Task: Please print all of the rows below word for word, leaving the pictures out.

Collected data:
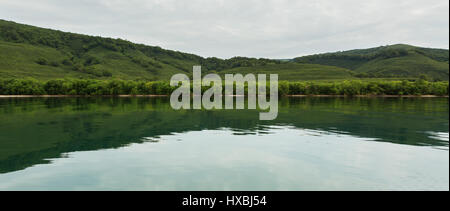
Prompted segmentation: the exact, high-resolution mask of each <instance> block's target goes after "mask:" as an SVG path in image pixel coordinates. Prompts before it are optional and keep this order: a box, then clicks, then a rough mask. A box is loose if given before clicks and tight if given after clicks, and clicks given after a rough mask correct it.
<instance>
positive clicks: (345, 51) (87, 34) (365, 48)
mask: <svg viewBox="0 0 450 211" xmlns="http://www.w3.org/2000/svg"><path fill="white" fill-rule="evenodd" d="M0 20H3V21H8V22H13V23H16V24H21V25H26V26H32V27H38V28H42V29H47V30H54V31H60V32H63V33H72V34H79V35H85V36H93V37H101V38H104V39H121V40H125V41H128V42H131V43H133V44H141V45H146V46H151V47H160V48H162V49H164V50H170V51H177V52H181V53H187V54H194V55H196V56H200V57H203V58H219V59H223V60H227V59H231V58H235V57H244V58H256V59H271V60H292V59H295V58H299V57H304V56H314V55H320V54H328V53H339V52H346V51H352V50H365V49H373V48H379V47H387V46H396V45H407V46H412V47H417V48H429V49H439V50H449V49H448V48H433V47H426V46H418V45H412V44H408V43H396V44H389V45H380V46H372V47H367V48H355V49H344V50H338V51H333V52H321V53H315V54H308V55H301V56H297V57H292V58H269V57H247V56H232V57H228V58H220V57H214V56H212V57H211V56H208V57H205V56H202V55H198V54H195V53H192V52H185V51H180V50H178V49H167V48H163V47H161V46H156V45H149V44H145V43H137V42H133V41H130V40H127V39H124V38H122V37H117V38H114V37H104V36H99V35H89V34H80V33H78V32H72V31H62V30H59V29H53V28H45V27H41V26H36V25H30V24H27V23H19V22H16V21H14V20H5V19H0Z"/></svg>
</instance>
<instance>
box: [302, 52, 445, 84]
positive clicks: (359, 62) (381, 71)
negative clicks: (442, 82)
mask: <svg viewBox="0 0 450 211" xmlns="http://www.w3.org/2000/svg"><path fill="white" fill-rule="evenodd" d="M294 61H295V62H297V63H303V64H322V65H330V66H336V67H342V68H346V69H349V70H352V71H354V72H355V73H356V75H357V76H359V77H419V76H420V75H422V74H424V75H427V76H428V77H430V78H432V79H437V80H447V81H448V79H449V51H448V50H444V49H430V48H420V47H415V46H410V45H403V44H399V45H391V46H382V47H377V48H370V49H363V50H351V51H343V52H336V53H326V54H318V55H311V56H304V57H299V58H295V59H294Z"/></svg>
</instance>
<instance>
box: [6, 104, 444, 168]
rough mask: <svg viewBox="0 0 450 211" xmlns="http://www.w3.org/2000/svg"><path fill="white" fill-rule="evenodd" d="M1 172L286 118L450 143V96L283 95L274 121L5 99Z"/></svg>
mask: <svg viewBox="0 0 450 211" xmlns="http://www.w3.org/2000/svg"><path fill="white" fill-rule="evenodd" d="M0 114H1V115H0V173H6V172H11V171H17V170H21V169H24V168H27V167H30V166H32V165H36V164H42V163H47V162H48V161H46V160H45V159H48V158H57V157H60V156H62V154H63V153H67V152H74V151H89V150H99V149H108V148H119V147H123V146H125V145H128V144H131V143H139V142H142V141H143V140H142V138H143V137H157V136H160V135H168V134H171V133H179V132H185V131H195V130H202V129H218V128H231V129H233V130H236V131H237V132H238V133H239V134H241V135H245V133H247V132H255V131H257V132H264V131H265V129H264V127H263V125H273V124H277V125H278V124H283V125H291V126H295V127H297V128H304V129H316V130H323V131H330V132H337V133H346V134H349V135H352V136H359V137H368V138H376V139H377V140H379V141H386V142H392V143H397V144H408V145H431V146H448V142H445V141H439V140H436V139H432V138H429V135H428V134H427V133H426V132H428V131H434V132H448V119H449V116H448V99H445V98H439V99H396V98H382V99H381V98H380V99H375V98H374V99H369V98H358V99H343V98H289V99H287V98H285V99H282V101H281V102H280V111H279V117H278V119H277V120H276V121H274V122H259V121H258V120H257V119H258V112H257V111H248V110H244V111H227V110H219V111H174V110H172V109H171V108H170V106H169V104H168V99H166V98H47V99H45V98H34V99H1V100H0Z"/></svg>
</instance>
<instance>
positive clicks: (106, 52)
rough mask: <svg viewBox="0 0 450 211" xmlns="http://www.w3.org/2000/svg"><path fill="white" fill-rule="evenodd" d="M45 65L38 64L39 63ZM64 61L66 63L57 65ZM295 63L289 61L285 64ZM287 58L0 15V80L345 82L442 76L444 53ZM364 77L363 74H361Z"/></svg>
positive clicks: (393, 48) (353, 51)
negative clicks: (174, 46)
mask: <svg viewBox="0 0 450 211" xmlns="http://www.w3.org/2000/svg"><path fill="white" fill-rule="evenodd" d="M42 59H44V60H46V61H47V63H46V64H44V65H42V64H38V61H39V60H42ZM64 61H68V62H64ZM293 61H295V62H293ZM293 61H291V60H289V61H279V60H270V59H254V58H242V57H235V58H231V59H227V60H223V59H217V58H202V57H200V56H196V55H193V54H187V53H182V52H177V51H170V50H164V49H161V48H159V47H152V46H146V45H142V44H134V43H131V42H128V41H125V40H121V39H110V38H101V37H93V36H87V35H80V34H74V33H66V32H61V31H56V30H50V29H43V28H39V27H34V26H28V25H22V24H17V23H14V22H9V21H2V20H0V78H2V79H5V78H6V79H8V78H28V77H29V78H36V79H40V80H48V79H57V78H85V79H86V78H94V79H105V80H107V79H124V80H136V79H142V80H168V79H170V77H171V76H172V75H174V74H176V73H186V74H188V75H190V74H191V71H192V66H193V65H202V67H203V68H202V69H203V72H204V74H206V73H209V72H218V73H220V74H225V73H242V74H247V73H266V74H269V73H272V74H279V78H280V79H281V80H291V81H292V80H345V79H353V78H355V77H354V76H355V75H357V74H371V75H370V77H372V76H376V77H377V78H383V77H384V76H386V77H389V78H416V77H418V76H419V75H420V74H426V75H428V76H429V77H430V78H433V79H439V80H448V70H449V67H448V50H440V49H427V48H418V47H414V46H408V45H394V46H384V47H378V48H371V49H364V50H352V51H345V52H338V53H328V54H320V55H312V56H306V57H300V58H296V59H294V60H293ZM365 80H368V79H365Z"/></svg>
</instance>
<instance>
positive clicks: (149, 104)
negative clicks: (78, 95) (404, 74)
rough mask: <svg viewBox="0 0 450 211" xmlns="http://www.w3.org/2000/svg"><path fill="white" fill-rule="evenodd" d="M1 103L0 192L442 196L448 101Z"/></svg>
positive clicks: (327, 99)
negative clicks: (276, 194)
mask: <svg viewBox="0 0 450 211" xmlns="http://www.w3.org/2000/svg"><path fill="white" fill-rule="evenodd" d="M258 115H259V111H256V110H188V111H187V110H184V111H175V110H173V109H172V108H171V107H170V103H169V99H168V98H165V97H160V98H155V97H154V98H150V97H139V98H133V97H130V98H112V97H86V98H75V97H73V98H3V99H0V190H188V191H194V190H237V191H240V190H263V191H269V190H447V191H448V190H449V101H448V98H312V97H311V98H308V97H307V98H281V99H280V102H279V115H278V118H277V119H276V120H274V121H259V120H258V119H259V118H258V117H259V116H258Z"/></svg>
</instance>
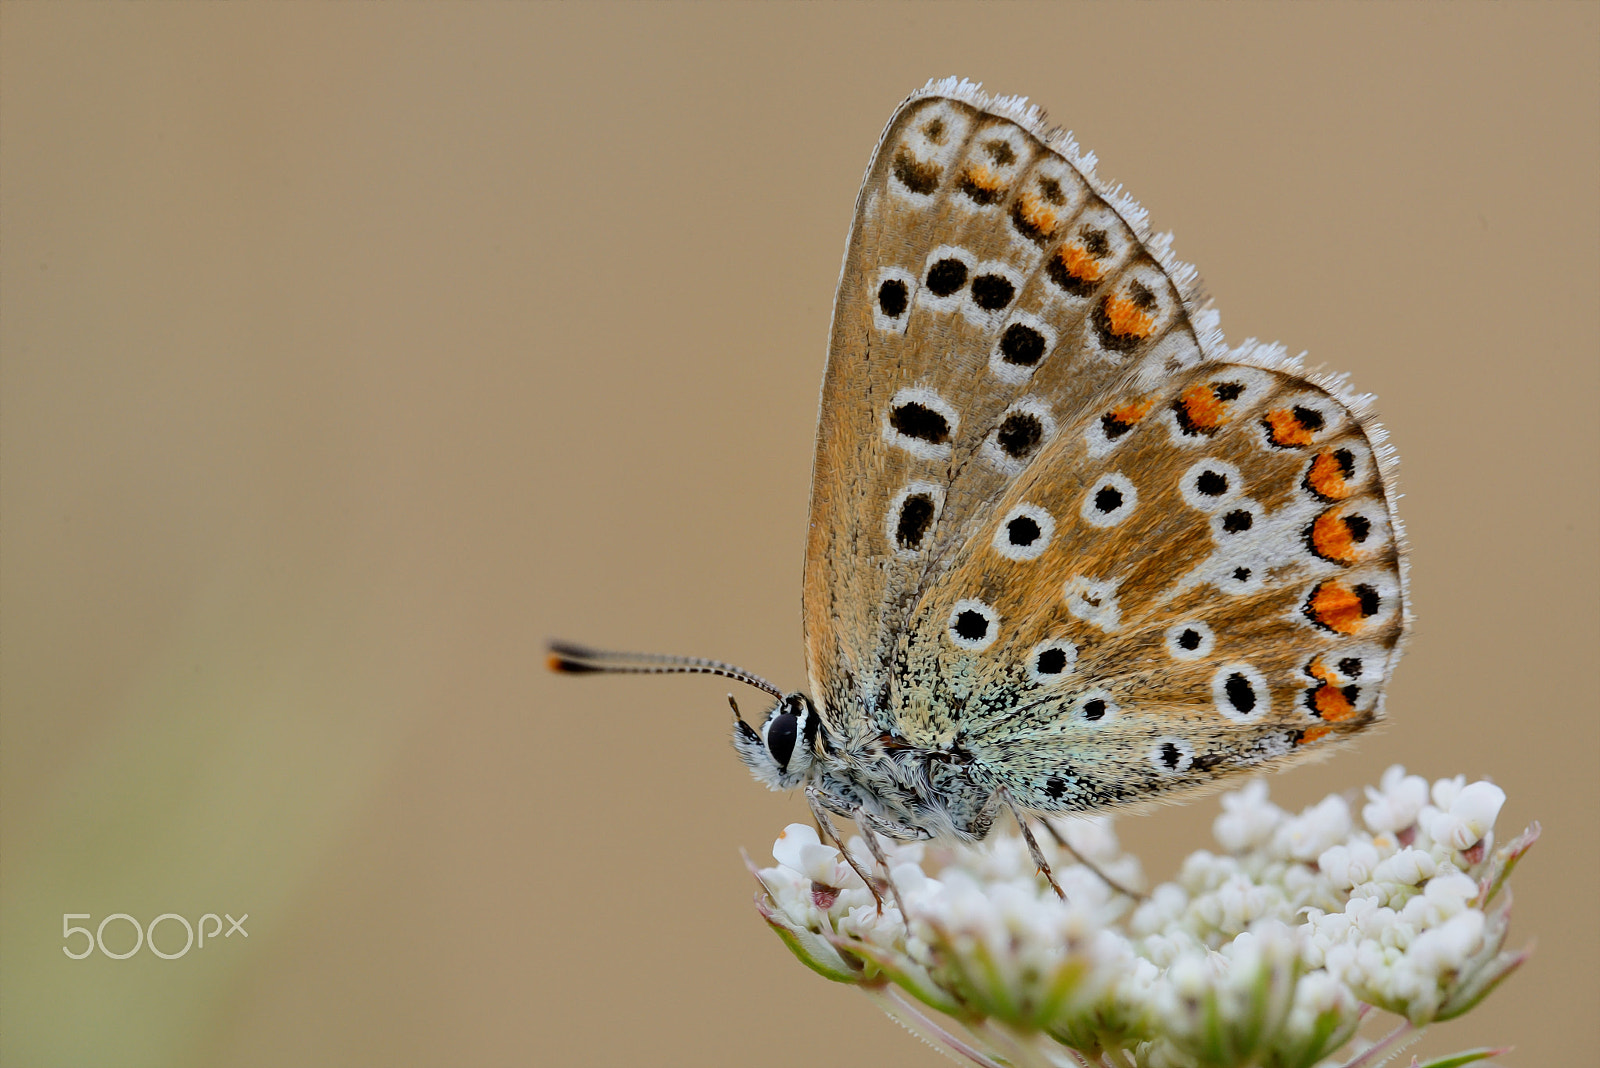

Expected answer:
Prompted segmentation: the exact, high-resolution mask of each <instance> block's target goes after "mask:" as an SVG path in image pixel coordinates. Prompts before it are optional and keep this order: a box, then clicks, then a rough mask. A box is loose if given before clicks and tight if given after clicks, and clicks given after a rough mask correct it.
<instance>
positive clicks: (345, 51) (87, 34) (365, 48)
mask: <svg viewBox="0 0 450 211" xmlns="http://www.w3.org/2000/svg"><path fill="white" fill-rule="evenodd" d="M0 20H3V21H8V22H13V23H16V24H21V25H26V26H32V27H38V28H42V29H47V30H54V31H60V32H63V33H72V34H79V35H85V36H93V37H101V38H104V39H121V40H125V41H128V42H131V43H133V44H141V45H146V46H151V47H160V48H162V49H164V50H170V51H177V52H181V53H187V54H194V55H196V56H200V57H203V58H219V59H223V60H227V59H231V58H235V57H244V58H256V59H271V60H292V59H295V58H299V57H304V56H314V55H320V54H328V53H339V52H346V51H352V50H365V49H373V48H379V47H387V46H396V45H407V46H412V47H417V48H429V49H439V50H449V49H448V48H433V47H426V46H418V45H412V44H408V43H396V44H389V45H380V46H372V47H367V48H355V49H344V50H338V51H333V52H321V53H315V54H308V55H301V56H297V57H292V58H269V57H247V56H232V57H228V58H220V57H214V56H212V57H211V56H208V57H205V56H202V55H198V54H195V53H192V52H185V51H180V50H178V49H167V48H163V47H161V46H156V45H149V44H145V43H137V42H133V41H130V40H127V39H124V38H122V37H117V38H114V37H104V36H99V35H89V34H80V33H78V32H72V31H62V30H59V29H53V28H45V27H41V26H36V25H30V24H27V23H19V22H16V21H14V20H5V19H0Z"/></svg>
</instance>
<instance>
box: [302, 52, 445, 84]
positive clicks: (359, 62) (381, 71)
negative clicks: (442, 82)
mask: <svg viewBox="0 0 450 211" xmlns="http://www.w3.org/2000/svg"><path fill="white" fill-rule="evenodd" d="M294 61H295V62H297V63H303V64H322V65H330V66H336V67H342V68H346V69H349V70H352V71H354V72H355V73H356V75H357V76H359V77H419V76H420V75H422V74H424V75H427V76H428V77H430V78H432V79H437V80H447V81H448V79H449V51H448V50H444V49H430V48H420V47H415V46H410V45H403V44H399V45H391V46H382V47H377V48H370V49H363V50H351V51H343V52H336V53H326V54H318V55H311V56H304V57H299V58H295V59H294Z"/></svg>
</instance>
<instance>
box: [6, 104, 444, 168]
rough mask: <svg viewBox="0 0 450 211" xmlns="http://www.w3.org/2000/svg"><path fill="white" fill-rule="evenodd" d="M1 172L286 118L450 143V96L283 95L274 121L5 99Z"/></svg>
mask: <svg viewBox="0 0 450 211" xmlns="http://www.w3.org/2000/svg"><path fill="white" fill-rule="evenodd" d="M0 114H1V115H0V173H6V172H11V171H17V170H21V169H24V168H27V167H30V166H32V165H36V164H42V163H47V162H48V161H46V160H45V159H48V158H57V157H60V156H62V154H63V153H67V152H74V151H89V150H99V149H108V148H119V147H123V146H125V145H128V144H131V143H139V142H142V141H143V140H142V138H143V137H157V136H160V135H168V134H171V133H179V132H185V131H195V130H202V129H218V128H231V129H233V130H236V131H237V132H238V133H239V134H241V135H245V133H247V132H255V131H257V132H264V131H265V129H264V127H263V125H273V124H277V125H278V124H283V125H291V126H295V127H297V128H304V129H316V130H323V131H330V132H337V133H346V134H349V135H352V136H359V137H368V138H376V139H377V140H379V141H386V142H392V143H397V144H408V145H431V146H448V142H445V141H439V140H436V139H432V138H429V135H428V134H427V133H426V132H428V131H434V132H448V119H449V116H448V99H445V98H439V99H396V98H382V99H381V98H380V99H375V98H374V99H369V98H358V99H343V98H289V99H287V98H285V99H282V101H281V102H280V111H279V117H278V119H277V120H276V121H274V122H259V121H258V120H257V119H258V112H257V111H248V110H244V111H227V110H219V111H174V110H172V109H171V108H170V106H169V104H168V99H166V98H47V99H45V98H34V99H1V100H0Z"/></svg>
</instance>
<instance>
positive clicks: (106, 52)
rough mask: <svg viewBox="0 0 450 211" xmlns="http://www.w3.org/2000/svg"><path fill="white" fill-rule="evenodd" d="M45 65L38 64L39 63ZM64 61L66 63L57 65ZM295 63L289 61L285 64ZM287 58L0 15V80L345 82L442 76L444 53ZM364 77L363 74H361Z"/></svg>
positive clicks: (393, 48) (353, 51)
negative clicks: (174, 46)
mask: <svg viewBox="0 0 450 211" xmlns="http://www.w3.org/2000/svg"><path fill="white" fill-rule="evenodd" d="M42 59H44V60H46V61H47V63H46V64H44V65H42V64H38V61H39V60H42ZM64 61H68V62H64ZM293 61H295V62H293ZM293 61H291V60H289V61H279V60H270V59H254V58H242V57H235V58H231V59H227V60H223V59H217V58H202V57H200V56H196V55H193V54H187V53H182V52H177V51H170V50H164V49H161V48H159V47H152V46H146V45H142V44H134V43H131V42H128V41H125V40H121V39H110V38H101V37H93V36H87V35H80V34H74V33H66V32H61V31H56V30H50V29H43V28H39V27H34V26H28V25H22V24H17V23H14V22H9V21H2V20H0V78H2V79H5V78H6V79H8V78H28V77H29V78H36V79H40V80H48V79H57V78H85V79H86V78H94V79H105V80H107V79H124V80H136V79H142V80H168V79H170V77H171V76H172V75H174V74H176V73H186V74H188V75H190V74H191V71H192V66H193V65H202V67H203V68H202V69H203V72H204V74H206V73H209V72H218V73H220V74H225V73H242V74H247V73H266V74H269V73H272V74H279V78H280V79H281V80H291V81H292V80H345V79H353V78H355V77H354V76H355V75H357V74H371V75H370V77H372V76H376V77H377V78H383V77H384V76H386V77H389V78H416V77H418V76H419V75H420V74H426V75H428V76H429V77H430V78H433V79H439V80H448V70H449V67H448V50H440V49H427V48H418V47H414V46H408V45H394V46H384V47H378V48H371V49H364V50H352V51H345V52H338V53H328V54H320V55H312V56H306V57H300V58H296V59H294V60H293ZM365 80H368V79H365Z"/></svg>
</instance>
<instance>
positive clicks: (149, 104)
negative clicks: (78, 95) (404, 74)
rough mask: <svg viewBox="0 0 450 211" xmlns="http://www.w3.org/2000/svg"><path fill="white" fill-rule="evenodd" d="M1 103L0 192L442 196L448 101Z"/></svg>
positive clicks: (327, 99)
negative clicks: (276, 194)
mask: <svg viewBox="0 0 450 211" xmlns="http://www.w3.org/2000/svg"><path fill="white" fill-rule="evenodd" d="M258 115H259V111H256V110H188V111H187V110H184V111H175V110H173V109H172V108H171V107H170V103H169V99H168V98H165V97H160V98H155V97H154V98H150V97H139V98H133V97H130V98H112V97H86V98H75V97H73V98H3V99H0V190H188V191H194V190H237V191H240V190H263V191H269V190H447V191H448V190H449V101H448V98H312V97H311V98H308V97H307V98H281V99H280V102H279V115H278V118H277V119H276V120H274V121H259V120H258V119H259V118H258V117H259V116H258Z"/></svg>
</instance>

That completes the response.